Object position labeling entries
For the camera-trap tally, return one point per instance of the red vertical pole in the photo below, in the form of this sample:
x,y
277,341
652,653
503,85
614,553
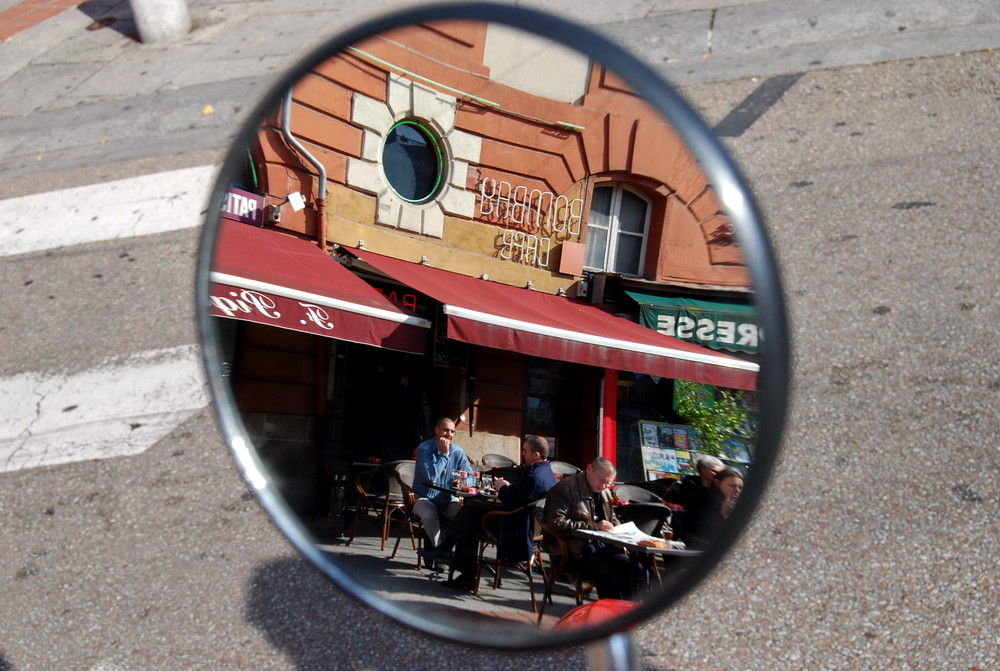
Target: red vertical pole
x,y
609,422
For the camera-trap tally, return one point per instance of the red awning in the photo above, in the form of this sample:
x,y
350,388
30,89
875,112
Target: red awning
x,y
270,278
496,315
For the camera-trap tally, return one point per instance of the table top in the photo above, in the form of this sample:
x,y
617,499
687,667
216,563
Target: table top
x,y
462,493
630,540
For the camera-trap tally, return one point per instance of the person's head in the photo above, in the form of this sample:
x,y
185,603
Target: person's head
x,y
445,428
534,448
601,474
729,483
708,467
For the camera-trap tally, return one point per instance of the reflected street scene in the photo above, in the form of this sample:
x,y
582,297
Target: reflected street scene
x,y
488,326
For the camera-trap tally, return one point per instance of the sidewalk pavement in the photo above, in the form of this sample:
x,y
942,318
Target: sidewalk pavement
x,y
78,90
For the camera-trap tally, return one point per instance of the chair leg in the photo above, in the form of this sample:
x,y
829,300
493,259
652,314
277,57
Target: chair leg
x,y
531,587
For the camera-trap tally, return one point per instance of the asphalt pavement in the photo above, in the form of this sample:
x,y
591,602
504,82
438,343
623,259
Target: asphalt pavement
x,y
868,130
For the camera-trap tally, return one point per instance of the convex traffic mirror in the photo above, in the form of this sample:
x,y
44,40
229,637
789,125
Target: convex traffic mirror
x,y
491,215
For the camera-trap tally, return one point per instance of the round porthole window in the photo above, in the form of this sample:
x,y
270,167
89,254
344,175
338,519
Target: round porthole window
x,y
412,161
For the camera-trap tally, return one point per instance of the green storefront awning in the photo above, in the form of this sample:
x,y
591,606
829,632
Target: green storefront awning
x,y
722,326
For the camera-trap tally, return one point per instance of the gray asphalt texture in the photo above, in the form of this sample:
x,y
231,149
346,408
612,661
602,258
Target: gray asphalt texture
x,y
877,545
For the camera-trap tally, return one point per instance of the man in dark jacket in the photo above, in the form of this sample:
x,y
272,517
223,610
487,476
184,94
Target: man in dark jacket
x,y
584,501
693,492
535,478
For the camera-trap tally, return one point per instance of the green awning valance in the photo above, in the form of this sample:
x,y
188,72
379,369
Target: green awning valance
x,y
722,326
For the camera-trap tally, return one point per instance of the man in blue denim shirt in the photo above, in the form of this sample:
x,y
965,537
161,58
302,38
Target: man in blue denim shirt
x,y
437,459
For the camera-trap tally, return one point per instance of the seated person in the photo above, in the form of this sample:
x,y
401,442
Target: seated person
x,y
535,479
693,493
722,501
583,501
437,458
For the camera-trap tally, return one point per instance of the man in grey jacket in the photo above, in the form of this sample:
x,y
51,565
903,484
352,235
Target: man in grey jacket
x,y
583,501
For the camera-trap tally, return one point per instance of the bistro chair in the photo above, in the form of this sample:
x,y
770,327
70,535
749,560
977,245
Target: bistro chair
x,y
562,469
511,533
558,553
378,491
403,476
364,499
642,507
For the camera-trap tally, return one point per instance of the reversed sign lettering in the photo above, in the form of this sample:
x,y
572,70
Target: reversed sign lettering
x,y
240,205
264,308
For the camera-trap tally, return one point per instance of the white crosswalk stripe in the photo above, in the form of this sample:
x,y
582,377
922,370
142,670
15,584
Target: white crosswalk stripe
x,y
124,208
127,404
120,408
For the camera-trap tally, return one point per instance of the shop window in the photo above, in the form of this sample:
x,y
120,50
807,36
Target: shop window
x,y
616,230
412,161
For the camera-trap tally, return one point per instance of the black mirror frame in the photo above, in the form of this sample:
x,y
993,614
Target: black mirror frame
x,y
739,204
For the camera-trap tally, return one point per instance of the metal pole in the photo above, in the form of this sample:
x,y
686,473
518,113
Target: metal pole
x,y
615,653
161,21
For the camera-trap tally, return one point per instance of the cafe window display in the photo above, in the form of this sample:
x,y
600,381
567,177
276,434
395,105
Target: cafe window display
x,y
617,230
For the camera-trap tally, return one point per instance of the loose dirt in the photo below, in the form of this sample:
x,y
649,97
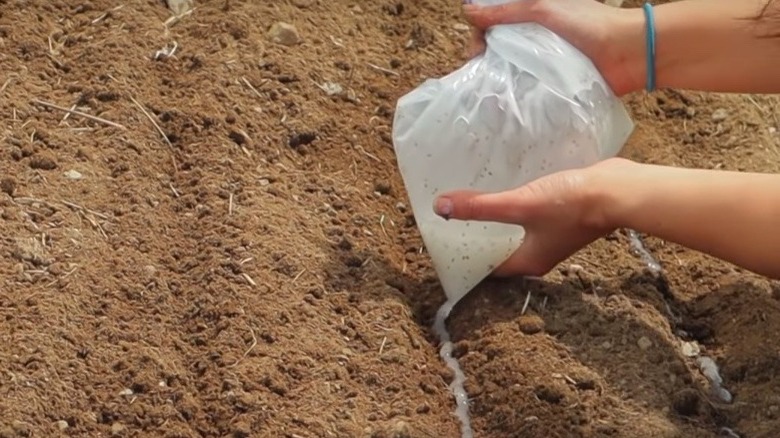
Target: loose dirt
x,y
227,250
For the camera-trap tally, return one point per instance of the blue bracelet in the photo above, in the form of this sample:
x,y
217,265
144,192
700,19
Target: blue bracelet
x,y
650,46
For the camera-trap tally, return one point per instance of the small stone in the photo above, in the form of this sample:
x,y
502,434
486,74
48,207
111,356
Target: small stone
x,y
284,34
401,429
150,271
531,324
644,343
719,115
8,186
117,428
179,7
73,174
690,349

■ Written instruction
Omit the pictures, then output the rest of the listing exactly.

■ Right answer
For the camera-trap tally, return one point per instance of the red vertical pole in the photo below, in the form of this sample:
x,y
277,341
652,653
503,85
614,553
Target: red vertical pole
x,y
609,422
For the camera-trap tally, return one point per instance of the red awning in the photo above, in the form of this sample:
x,y
350,388
30,89
875,112
Target: red awning
x,y
270,278
496,315
For the camera-trap tally, return one point per instance of the table top in the photo above, in the form of this sample:
x,y
617,499
687,667
216,563
Target: table top
x,y
462,493
630,540
For the camera-trap tally, return one point per instance of the person's head in the photo above, in the form of this sample:
x,y
185,603
Target: person's head
x,y
445,428
534,448
601,474
729,483
708,467
For the camera-trap tally, return one point per instance of the reflected street scene in the photo above, in the form of this sample:
x,y
582,297
Target: reflected street scene
x,y
488,326
For the camera-trap tally, return one point per instance of the sidewalk pavement in the photo above, in the form of this sample:
x,y
942,318
Target: sidewalk pavement
x,y
78,90
For the camera-trap tally, return one point per instance of the chair leg in the photo above, in the form of this sample:
x,y
829,300
493,259
652,314
277,57
Target: chair leg
x,y
531,587
For the camera-trap tally, return one point per instance of the asphalt pavement in the photo above, in the form of this sample:
x,y
591,602
504,82
438,343
623,259
Target: asphalt pavement
x,y
868,130
For the camera-trap tally, return one point per instance of the convex traffic mirror in the photo above, in the form of this sample:
x,y
44,40
229,637
789,125
Target: convex traffic mirror
x,y
491,215
For the camera-trap tally, return one point per instance of the round porthole window in the photo above, in the form of this sample:
x,y
270,167
89,254
344,175
338,519
Target: round porthole window
x,y
412,161
For the camera-trap tally, return one point per instance of the green storefront awning in the photo above, in the form of this sample:
x,y
591,606
829,632
Target: green storefront awning
x,y
722,326
For the camera-trap tally, return one point per instance of the gray asphalt texture in the photo above, in the form of this sample:
x,y
231,149
346,408
612,661
602,258
Target: gray asphalt texture
x,y
877,545
For the camera-trap tally, return one point per instance of the man in dark jacket in the photo above, in the form of this sample:
x,y
272,517
223,610
487,476
184,94
Target: man in dark jacket
x,y
584,501
693,492
535,478
For the camera-trap tally, return one point per instance of the green awning valance in the photo above, in the form of this sample:
x,y
188,72
379,369
Target: green awning valance
x,y
722,326
For the camera-trap tally, return one point per instance of the man in blue denim shirt in the photo above, in the form of this sample:
x,y
965,537
161,58
302,38
Target: man in blue denim shirt
x,y
437,459
For the camera-trap tally, return one point per instance of the seated person in the photo above, in the form of this sample:
x,y
401,442
Target: seated person
x,y
535,479
693,493
722,501
583,501
437,458
For the camera-trap tally, return one point per instance of the man in grey jacket in the photo above, in the form of this sample:
x,y
51,565
903,484
352,235
Target: man in grey jacket
x,y
583,501
For the camera-trap tally, return one point per instance of the bistro chair in the photo above, in the form of this sample:
x,y
770,327
70,535
749,560
977,245
Target: bistro chair
x,y
562,469
511,533
558,553
378,491
403,476
364,499
642,507
For the camera-trap tally, return one point per instance of the reversed sign lettering in the photo above, in the form of this sample:
x,y
572,70
Target: reversed sign lettering
x,y
240,205
264,308
For the camera-trap tally, return one point per instance of the white crosswalk stripe in the photo above, in the form of this sample:
x,y
582,377
922,370
142,670
15,584
Target: white crosswalk stripe
x,y
124,208
127,404
120,408
For the camera-trap tally, return one point per instance of the shop window in the photo above, in the form of this sample:
x,y
120,50
807,36
Target: shop window
x,y
616,230
412,161
For the camera-trap tally, return one point per instance of the black mirror frame in the photo above, in the form of this sample:
x,y
993,614
Target: black mirror frame
x,y
739,204
For the camera-trap tally, return one point per instance of the metal pole in the photo above, in the form of this sample:
x,y
686,473
518,113
Target: metal pole
x,y
615,653
161,21
For the camera-trap tally, return one point per instance of the cafe window display in the photo above, in the form of this sample:
x,y
600,381
567,177
276,434
395,105
Target: cafe window display
x,y
617,230
For the camera-trap tally, return one point per instance of the loose dirt in the photo below, in the form of this sample:
x,y
649,97
Target: loose dirt
x,y
227,250
For the camera-trap tally, return one point per instance of the blue bracelet in the photo above, in the form of this sample:
x,y
217,265
144,192
700,19
Target: blue bracelet
x,y
650,46
For the camera-trap tally, return one point per instance of the small stone in the photo above, in the form of this sample:
x,y
502,434
486,74
48,207
111,356
Target: small stone
x,y
284,34
401,429
150,271
531,324
644,343
719,115
8,186
117,428
179,7
73,174
690,349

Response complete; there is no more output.